In the article below on the environmental causes of cancer, reproduce the passage between "Environment Blamed for" and "Journal of Medicine.", inclusive, revising it so that "human genome" is replaced with "human genetic code".
(Study text Opens)
Environment Blamed for Majority of Tumors

BY Rick Weiss
Washington Post, July 13, 2000

The vast majority of cancers are caused not by inherited defects in people's genes, as many believe in this age of genetics, but by environmental and behavioral factors such as chemical pollutants and unhealthy living, according to the largest cancer study ever to enter the "nature vs. nurture'' debate.

"Environmental factors are more important than gene factors, and that's important to remember, especially since everyone thinks that everything is solved now that we have the human genome in our computers,'' said Paul Lichtenstein of the Karolinska Institute in Stockholm, who led the study of 89,576 twins reported in today's issue of the New England Journal of Medicine.

Scientists have long recognized that environmental factors play a notable role in many cancers. People from rural Asia, where breast and colon cancers are rare, gradually grow more likely to get those diseases after moving to the United States -- apparently the result of mostly unidentified environmental factors. People from Japan, where stomach cancer is common, see the risk of that disease decline after living in the United States for several years.

Nevertheless, the environmental contribution to cancer overall has been presumed by many experts to be as low as 50 percent. With the current revolution in molecular biology, much of the search for the causes of cancer has focused recently on genes.

To assess genetic and environmental contributions with unprecedented precision, Lichtenstein and co-workers from Finland and Denmark used detailed government records from their countries to compare the incidence of 28 different kinds of cancer in identical and non-identical twins born between 1870 and 1958. Identical twins share the same genes while non-identical twins, on average, are just 50 percent genetically identical -- the same level of relationship between most siblings and between parents and their offspring.

For every individual who had a cancer, the team checked whether his or her twin ever had the same kind of cancer. The difference between the identical and non-identical twins gave a measure of the extent to which genes were to blame for each kind of cancer.

On average, environmental factors caused about twice as many cancers as inborn genetic factors. The study did not identify what exactly in the environment put people at risk for specific kinds of cancer, but researchers said cigarettes, poor diet, lack of exercise, radiation and pollution were among the prime culprits. Prostate cancer had the strongest genetic component, accounting for 42 percent of the risk, followed by colorectal (35 percent) and breast cancer (27 percent).

"In the current climate, there is this sense of fatalism on the part
of the public with respect to genes. If your brother or mother has
cancer, then you feel doomed,'' said Robert N. Hoover of the National Cancer Institute. But the new data shows that even an identical twin has about a 90 percent chance of not getting the same cancer as his or her affected twin, Hoover said. "I think that's a useful piece of information from this study, to get away from this fatalism.''

The study's authors noted, however, that even if just a third of the
cancer risk is attributable to genetic makeup, that is still a significant percentage, especially for evaluating the risk of prostate cancer.
(Study text Closes)
(Data section Opens)
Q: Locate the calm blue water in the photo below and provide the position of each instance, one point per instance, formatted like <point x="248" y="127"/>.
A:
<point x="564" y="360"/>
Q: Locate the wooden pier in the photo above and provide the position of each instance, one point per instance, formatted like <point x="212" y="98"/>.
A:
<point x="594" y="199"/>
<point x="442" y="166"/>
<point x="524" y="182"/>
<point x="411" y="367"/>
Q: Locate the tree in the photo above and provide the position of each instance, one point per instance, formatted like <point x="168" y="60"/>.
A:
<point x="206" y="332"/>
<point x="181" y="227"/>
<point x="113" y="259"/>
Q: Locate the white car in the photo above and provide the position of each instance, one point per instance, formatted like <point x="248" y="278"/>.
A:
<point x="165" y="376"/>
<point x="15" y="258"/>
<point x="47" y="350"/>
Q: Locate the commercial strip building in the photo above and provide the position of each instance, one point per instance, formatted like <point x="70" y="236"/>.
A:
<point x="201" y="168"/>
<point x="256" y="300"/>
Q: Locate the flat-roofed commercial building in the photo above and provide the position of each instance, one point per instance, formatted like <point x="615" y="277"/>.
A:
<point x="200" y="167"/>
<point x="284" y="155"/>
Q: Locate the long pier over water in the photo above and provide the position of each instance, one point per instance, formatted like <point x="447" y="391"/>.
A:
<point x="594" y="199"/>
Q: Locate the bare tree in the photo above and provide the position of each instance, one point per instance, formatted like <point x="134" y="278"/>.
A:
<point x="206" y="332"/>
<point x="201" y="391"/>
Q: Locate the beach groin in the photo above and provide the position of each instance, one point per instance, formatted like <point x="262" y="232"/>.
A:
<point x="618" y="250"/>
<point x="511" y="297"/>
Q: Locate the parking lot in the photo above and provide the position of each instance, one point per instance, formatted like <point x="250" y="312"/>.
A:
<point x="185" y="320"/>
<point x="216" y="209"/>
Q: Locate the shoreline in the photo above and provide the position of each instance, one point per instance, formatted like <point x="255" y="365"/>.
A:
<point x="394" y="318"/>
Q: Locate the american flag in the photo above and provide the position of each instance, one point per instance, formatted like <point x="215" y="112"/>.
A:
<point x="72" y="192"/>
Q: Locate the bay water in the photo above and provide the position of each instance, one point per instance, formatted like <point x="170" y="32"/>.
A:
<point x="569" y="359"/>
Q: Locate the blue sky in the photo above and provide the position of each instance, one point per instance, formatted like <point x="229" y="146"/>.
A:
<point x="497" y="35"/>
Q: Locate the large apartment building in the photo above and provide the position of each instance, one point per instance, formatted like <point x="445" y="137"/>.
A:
(Data section Closes)
### Written solution
Environment Blamed for Majority of Tumors

BY Rick Weiss
Washington Post, July 13, 2000

The vast majority of cancers are caused not by inherited defects in people's genes, as many believe in this age of genetics, but by environmental and behavioral factors such as chemical pollutants and unhealthy living, according to the largest cancer study ever to enter the "nature vs. nurture'' debate.

"Environmental factors are more important than gene factors, and that's important to remember, especially since everyone thinks that everything is solved now that we have the human genetic code in our computers,'' said Paul Lichtenstein of the Karolinska Institute in Stockholm, who led the study of 89,576 twins reported in today's issue of the New England Journal of Medicine.